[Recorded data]
____________________
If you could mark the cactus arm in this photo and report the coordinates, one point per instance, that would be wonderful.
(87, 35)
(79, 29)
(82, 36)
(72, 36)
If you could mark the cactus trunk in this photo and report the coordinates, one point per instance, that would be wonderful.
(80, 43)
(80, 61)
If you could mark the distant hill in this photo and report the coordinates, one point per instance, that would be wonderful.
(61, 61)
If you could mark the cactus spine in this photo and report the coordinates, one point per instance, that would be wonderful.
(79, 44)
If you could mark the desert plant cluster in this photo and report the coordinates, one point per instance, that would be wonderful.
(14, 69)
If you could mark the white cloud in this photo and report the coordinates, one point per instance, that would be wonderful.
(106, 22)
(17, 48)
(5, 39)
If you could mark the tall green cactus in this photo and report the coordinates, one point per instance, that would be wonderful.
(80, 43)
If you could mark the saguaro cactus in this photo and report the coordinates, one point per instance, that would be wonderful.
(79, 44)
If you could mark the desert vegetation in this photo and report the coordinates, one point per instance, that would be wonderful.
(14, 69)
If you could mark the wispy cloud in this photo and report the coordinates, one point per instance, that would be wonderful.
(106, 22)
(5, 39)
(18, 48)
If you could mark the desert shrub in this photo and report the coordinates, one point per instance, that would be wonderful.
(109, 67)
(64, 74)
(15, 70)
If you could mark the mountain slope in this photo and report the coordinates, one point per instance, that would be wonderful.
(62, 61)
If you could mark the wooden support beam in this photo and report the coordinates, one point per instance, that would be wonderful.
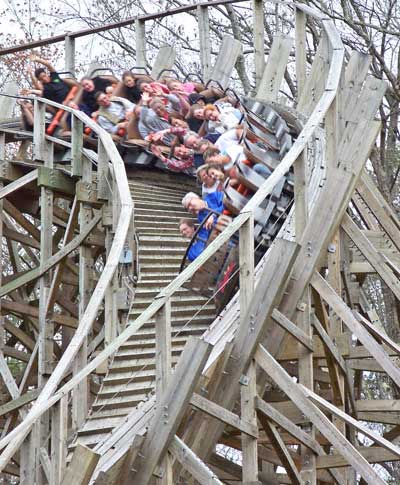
____________________
→ TO BE DONE
Display each line of the data above that contains the string "cloud". Treat uppercase and lowercase letters as distinct.

→ RESULT FOR THIS EXERCISE
If you could mark the white cloud in this photo and report the coordinates, one point per instance, that would be wonderful.
If you could mark the wispy cloud in this photo and report the coordinates, one point per instance, that would be wonderful.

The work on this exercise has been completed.